*Passage*:
# Bachelor of Applied Science v. Engineering



## Anthony5 (30 Jul 2010)

I was hoping someone familiar with the recruiting process could clear something up for me.

During my application process, I was told that I didn't meet the education requirement for Engineering trades because I have a Bachelor of Applied Science, rather than a Bachelor of Engineering (and thus was it necessary for me to get an education waiver). It was my understanding that any degree accredited by the Canadian Engineering Accreditation Board (whether BEng, BASc, Bachelor of Science in Engineering, Bachelor of Engineering Science, etc.) would qualify for an Engineering trade, and the name was simply a matter of semantics/tradition. I find it difficult to believe that the CF would consider a BEng and a BASc to be different when the 10 provinical professional engineering regulatory bodies across Canada do not. 

The Recruiting Centre I went to, however, seemed to think it was something closer to a Bachelor of Science (not knocking people with a BS, they just aren't really the same thing), and referred to their papers which only listed Bachelor of Engineering.

I could be wrong, though. Could someone please clarify whether this is a misinterpration by my local recruiting centre, something strange about the CF, or whether there is in fact a difference between the two that I am unaware of?


----------



## Good2Golf (30 Jul 2010)

The recruiter may want to confirm the details of the program.  A BASc(Eng) is not a BSc.

Many engineering degrees in Canadian universities are granted as Bachelor of Applied Science (BASc) in _____ Engineering.  U of T, Waterloo, Queen's and in fact RMC are examples of universities that grant BASc (Eng) degrees.   

The same applies for many post-graduate engineering degrees.  MASc( ___ Eng) is very common in Canada.  In fact, in many cases, a MASc(Eng) indicates that the degree followed a thesis-based program, vice a research or course-based engineering program than will normally award a MEng.

Cheers
G2G


----------



## McG (30 Jul 2010)

Wolfgang said:
			
		

> The Recruiting Centre I went to, however, seemed to think it was something closer to a Bachelor of Science (not knocking people with a BS, they just aren't really the same thing), and referred to their papers which only listed Bachelor of Engineering.

Pointing dataset rows:
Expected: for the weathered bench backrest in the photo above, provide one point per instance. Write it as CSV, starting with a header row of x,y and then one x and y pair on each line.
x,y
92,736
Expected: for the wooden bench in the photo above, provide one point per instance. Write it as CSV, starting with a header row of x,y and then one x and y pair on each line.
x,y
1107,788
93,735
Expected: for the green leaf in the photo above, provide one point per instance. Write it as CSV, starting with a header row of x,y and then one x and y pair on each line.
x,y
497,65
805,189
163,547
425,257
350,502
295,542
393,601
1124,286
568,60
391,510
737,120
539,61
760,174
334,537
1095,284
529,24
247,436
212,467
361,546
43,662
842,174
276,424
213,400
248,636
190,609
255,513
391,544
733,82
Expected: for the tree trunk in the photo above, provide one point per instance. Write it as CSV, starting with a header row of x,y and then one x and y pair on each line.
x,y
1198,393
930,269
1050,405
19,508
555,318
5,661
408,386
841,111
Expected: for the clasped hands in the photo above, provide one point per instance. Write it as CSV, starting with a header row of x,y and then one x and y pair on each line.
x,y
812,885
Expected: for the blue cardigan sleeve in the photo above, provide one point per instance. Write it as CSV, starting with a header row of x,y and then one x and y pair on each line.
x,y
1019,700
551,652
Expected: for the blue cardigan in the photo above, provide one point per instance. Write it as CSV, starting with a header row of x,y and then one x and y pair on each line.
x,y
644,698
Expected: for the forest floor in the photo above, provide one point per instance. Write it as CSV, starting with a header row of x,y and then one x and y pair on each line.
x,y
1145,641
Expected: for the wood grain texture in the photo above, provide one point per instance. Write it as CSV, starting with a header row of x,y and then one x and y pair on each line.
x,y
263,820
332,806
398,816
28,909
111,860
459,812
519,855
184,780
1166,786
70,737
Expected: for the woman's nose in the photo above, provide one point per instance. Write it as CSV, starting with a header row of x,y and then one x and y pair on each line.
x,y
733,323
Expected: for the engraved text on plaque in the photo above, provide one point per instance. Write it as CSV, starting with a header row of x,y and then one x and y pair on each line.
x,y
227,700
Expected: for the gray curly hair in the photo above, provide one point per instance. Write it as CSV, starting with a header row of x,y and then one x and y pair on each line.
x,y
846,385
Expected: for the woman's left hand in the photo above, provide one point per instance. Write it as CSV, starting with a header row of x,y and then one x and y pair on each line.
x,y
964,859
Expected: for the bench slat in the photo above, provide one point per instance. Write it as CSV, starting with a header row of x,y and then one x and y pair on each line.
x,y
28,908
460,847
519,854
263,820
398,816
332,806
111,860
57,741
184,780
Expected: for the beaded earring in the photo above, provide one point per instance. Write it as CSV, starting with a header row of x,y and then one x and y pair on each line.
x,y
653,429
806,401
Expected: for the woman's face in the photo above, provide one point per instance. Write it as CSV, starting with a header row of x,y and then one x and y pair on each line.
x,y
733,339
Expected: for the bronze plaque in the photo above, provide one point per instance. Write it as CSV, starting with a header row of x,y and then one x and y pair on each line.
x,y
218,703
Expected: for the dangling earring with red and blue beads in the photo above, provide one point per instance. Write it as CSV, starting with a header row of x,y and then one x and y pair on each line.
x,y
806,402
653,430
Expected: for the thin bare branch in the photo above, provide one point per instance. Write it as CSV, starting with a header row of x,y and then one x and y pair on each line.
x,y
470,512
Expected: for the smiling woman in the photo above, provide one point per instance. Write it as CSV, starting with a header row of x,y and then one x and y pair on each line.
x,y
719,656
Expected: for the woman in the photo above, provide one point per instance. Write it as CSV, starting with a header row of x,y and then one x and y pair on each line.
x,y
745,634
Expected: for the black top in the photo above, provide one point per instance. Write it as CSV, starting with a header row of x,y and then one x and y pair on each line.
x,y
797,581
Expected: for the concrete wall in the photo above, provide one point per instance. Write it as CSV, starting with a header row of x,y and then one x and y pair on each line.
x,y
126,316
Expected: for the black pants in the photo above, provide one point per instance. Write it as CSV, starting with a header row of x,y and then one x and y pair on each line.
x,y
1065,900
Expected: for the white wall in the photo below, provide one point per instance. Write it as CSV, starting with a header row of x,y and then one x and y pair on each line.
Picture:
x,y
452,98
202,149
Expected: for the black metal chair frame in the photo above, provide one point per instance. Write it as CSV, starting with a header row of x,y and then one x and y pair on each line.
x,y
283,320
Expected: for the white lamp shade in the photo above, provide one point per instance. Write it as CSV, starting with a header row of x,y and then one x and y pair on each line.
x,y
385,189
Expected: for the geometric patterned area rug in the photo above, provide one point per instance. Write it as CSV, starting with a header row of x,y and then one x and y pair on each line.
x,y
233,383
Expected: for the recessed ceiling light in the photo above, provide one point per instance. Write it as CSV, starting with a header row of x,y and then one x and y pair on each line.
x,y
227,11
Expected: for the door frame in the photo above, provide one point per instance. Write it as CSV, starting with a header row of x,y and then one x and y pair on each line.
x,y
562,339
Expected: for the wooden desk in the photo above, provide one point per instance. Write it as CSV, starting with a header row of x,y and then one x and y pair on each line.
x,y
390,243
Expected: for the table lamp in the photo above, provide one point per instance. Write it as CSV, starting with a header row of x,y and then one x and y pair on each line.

*Given task 1*:
Print the portion of the thread starting with "# Bachelor of" and going on through "Canada do not.".
*Given task 2*:
In the rows, take the lines starting with the line with "Expected: for the door" and going on through the last row, and change "table lamp" to "desk lamp". Give only those lines, with everything else left unchanged.

*Right answer 1*:
# Bachelor of Applied Science v. Engineering



## Anthony5 (30 Jul 2010)

I was hoping someone familiar with the recruiting process could clear something up for me.

During my application process, I was told that I didn't meet the education requirement for Engineering trades because I have a Bachelor of Applied Science, rather than a Bachelor of Engineering (and thus was it necessary for me to get an education waiver). It was my understanding that any degree accredited by the Canadian Engineering Accreditation Board (whether BEng, BASc, Bachelor of Science in Engineering, Bachelor of Engineering Science, etc.) would qualify for an Engineering trade, and the name was simply a matter of semantics/tradition. I find it difficult to believe that the CF would consider a BEng and a BASc to be different when the 10 provinical professional engineering regulatory bodies across Canada do not.

*Right answer 2*:
Expected: for the door frame in the photo above, provide one point per instance. Write it as CSV, starting with a header row of x,y and then one x and y pair on each line.
x,y
562,339
Expected: for the wooden desk in the photo above, provide one point per instance. Write it as CSV, starting with a header row of x,y and then one x and y pair on each line.
x,y
390,243
Expected: for the desk lamp in the photo above, provide one point per instance. Write it as CSV, starting with a header row of x,y and then one x and y pair on each line.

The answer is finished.